## The request
Your task is to copy every record exactly.

Data in this exercise start

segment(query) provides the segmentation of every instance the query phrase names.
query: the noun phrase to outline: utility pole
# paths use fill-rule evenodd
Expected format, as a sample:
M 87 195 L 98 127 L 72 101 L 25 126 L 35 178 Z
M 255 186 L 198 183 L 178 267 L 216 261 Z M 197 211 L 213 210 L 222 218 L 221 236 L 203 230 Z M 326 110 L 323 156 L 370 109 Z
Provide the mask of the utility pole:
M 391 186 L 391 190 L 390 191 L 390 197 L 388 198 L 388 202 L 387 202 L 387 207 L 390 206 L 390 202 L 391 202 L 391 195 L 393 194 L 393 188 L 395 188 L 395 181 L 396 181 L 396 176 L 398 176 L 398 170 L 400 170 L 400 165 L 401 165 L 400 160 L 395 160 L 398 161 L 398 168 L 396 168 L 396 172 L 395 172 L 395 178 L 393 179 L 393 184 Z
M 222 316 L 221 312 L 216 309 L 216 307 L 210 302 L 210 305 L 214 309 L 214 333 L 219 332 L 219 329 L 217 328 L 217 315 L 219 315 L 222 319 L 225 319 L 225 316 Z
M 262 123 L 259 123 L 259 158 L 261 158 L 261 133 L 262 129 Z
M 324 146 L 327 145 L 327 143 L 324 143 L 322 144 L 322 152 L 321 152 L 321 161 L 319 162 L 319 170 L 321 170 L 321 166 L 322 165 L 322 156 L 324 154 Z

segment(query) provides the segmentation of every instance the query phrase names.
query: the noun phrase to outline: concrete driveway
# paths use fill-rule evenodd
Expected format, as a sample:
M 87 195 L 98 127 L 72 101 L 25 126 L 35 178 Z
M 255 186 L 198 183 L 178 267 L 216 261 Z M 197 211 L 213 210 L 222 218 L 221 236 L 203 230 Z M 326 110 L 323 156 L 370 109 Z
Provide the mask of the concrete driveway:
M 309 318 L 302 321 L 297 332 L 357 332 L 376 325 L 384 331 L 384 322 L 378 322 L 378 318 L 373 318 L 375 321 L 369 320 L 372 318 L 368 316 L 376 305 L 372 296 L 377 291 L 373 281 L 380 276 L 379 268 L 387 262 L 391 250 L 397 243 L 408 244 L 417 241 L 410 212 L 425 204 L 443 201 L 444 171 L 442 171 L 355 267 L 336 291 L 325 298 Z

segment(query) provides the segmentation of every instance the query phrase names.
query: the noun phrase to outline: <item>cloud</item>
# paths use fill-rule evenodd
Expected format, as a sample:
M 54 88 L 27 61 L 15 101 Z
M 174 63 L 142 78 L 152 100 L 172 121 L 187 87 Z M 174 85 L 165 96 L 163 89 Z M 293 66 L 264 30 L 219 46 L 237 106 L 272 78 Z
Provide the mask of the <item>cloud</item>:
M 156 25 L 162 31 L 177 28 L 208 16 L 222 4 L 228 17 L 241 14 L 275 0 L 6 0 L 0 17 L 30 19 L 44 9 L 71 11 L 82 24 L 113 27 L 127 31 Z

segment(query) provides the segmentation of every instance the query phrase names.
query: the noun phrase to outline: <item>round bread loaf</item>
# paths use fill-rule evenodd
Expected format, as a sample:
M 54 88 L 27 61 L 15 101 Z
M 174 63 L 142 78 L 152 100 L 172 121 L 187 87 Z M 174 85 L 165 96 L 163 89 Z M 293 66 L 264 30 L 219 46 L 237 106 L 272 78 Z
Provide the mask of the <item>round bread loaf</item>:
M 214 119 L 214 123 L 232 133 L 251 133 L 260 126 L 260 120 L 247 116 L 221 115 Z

Data in this exercise end

## Answer to this problem
segment(query) provides the segmentation of every instance the query phrase names.
query: the noun phrase to outline: utility pole
# paths use fill-rule evenodd
Expected format, as a sample:
M 87 195 L 98 127 L 72 101 L 25 126 L 35 178 Z
M 255 186 L 198 183 L 178 267 L 216 261 Z M 197 211 L 213 210 L 222 218 L 221 236 L 203 230 Z M 326 110 L 323 156 L 370 109 Z
Provide the mask of the utility pole:
M 391 186 L 391 190 L 390 191 L 390 197 L 388 198 L 388 202 L 387 202 L 387 207 L 390 206 L 390 202 L 391 202 L 391 195 L 393 194 L 393 188 L 395 188 L 395 181 L 396 181 L 396 176 L 398 176 L 398 170 L 400 170 L 400 165 L 401 165 L 400 160 L 395 160 L 398 161 L 398 168 L 396 168 L 396 172 L 395 172 L 395 178 L 393 179 L 393 184 Z
M 222 316 L 221 312 L 216 309 L 216 307 L 210 302 L 210 305 L 214 309 L 214 333 L 219 332 L 219 329 L 217 328 L 217 315 L 219 315 L 222 319 L 225 319 L 225 316 Z
M 262 123 L 259 123 L 259 158 L 261 158 L 261 133 L 262 129 Z
M 324 146 L 327 145 L 327 143 L 324 143 L 322 144 L 322 152 L 321 152 L 321 161 L 319 162 L 319 170 L 321 170 L 321 166 L 322 165 L 322 156 L 324 154 Z

segment(query) provides the segmentation of every instance the query phrase names.
query: the noun phrase to outline: concrete driveway
# paths use fill-rule evenodd
Expected format, as a sample:
M 87 195 L 98 127 L 72 101 L 25 126 L 35 178 Z
M 255 186 L 198 183 L 178 267 L 216 261 Z M 197 211 L 213 210 L 222 218 L 221 236 L 203 230 Z M 326 110 L 323 156 L 370 109 Z
Provide the mask of the concrete driveway:
M 309 318 L 302 321 L 297 332 L 357 332 L 376 325 L 384 331 L 384 322 L 378 322 L 378 318 L 373 318 L 375 321 L 369 320 L 372 318 L 368 316 L 376 305 L 372 296 L 377 291 L 373 281 L 380 276 L 379 268 L 387 262 L 391 250 L 397 243 L 408 244 L 417 241 L 410 212 L 425 204 L 443 201 L 444 171 L 442 171 L 355 267 L 336 291 L 325 298 Z

segment(query) provides the segmentation of every instance the query phrase names.
query: the noun phrase to outline: <item>cloud</item>
# paths use fill-rule evenodd
Expected format, as a sample:
M 54 88 L 27 61 L 15 101 Z
M 174 63 L 142 78 L 152 100 L 172 121 L 187 87 Z M 174 85 L 165 96 L 163 89 Z M 293 66 L 264 30 L 219 46 L 237 106 L 272 78 Z
Provide the mask of the <item>cloud</item>:
M 156 25 L 162 31 L 177 28 L 208 16 L 222 4 L 228 17 L 241 14 L 275 0 L 6 0 L 0 17 L 30 19 L 44 9 L 71 11 L 82 24 L 113 27 L 127 31 Z

segment(query) provides the segmentation of every instance the query phrase names.
query: the noun phrase to outline: <item>round bread loaf</item>
# paths use fill-rule evenodd
Expected format, as a sample:
M 54 88 L 27 61 L 15 101 Z
M 174 63 L 142 78 L 152 100 L 172 121 L 187 87 Z M 174 85 L 165 96 L 163 89 Z M 293 66 L 264 30 L 219 46 L 237 106 L 272 78 Z
Provide the mask of the <item>round bread loaf</item>:
M 214 119 L 214 123 L 232 133 L 251 133 L 260 126 L 260 120 L 247 116 L 221 115 Z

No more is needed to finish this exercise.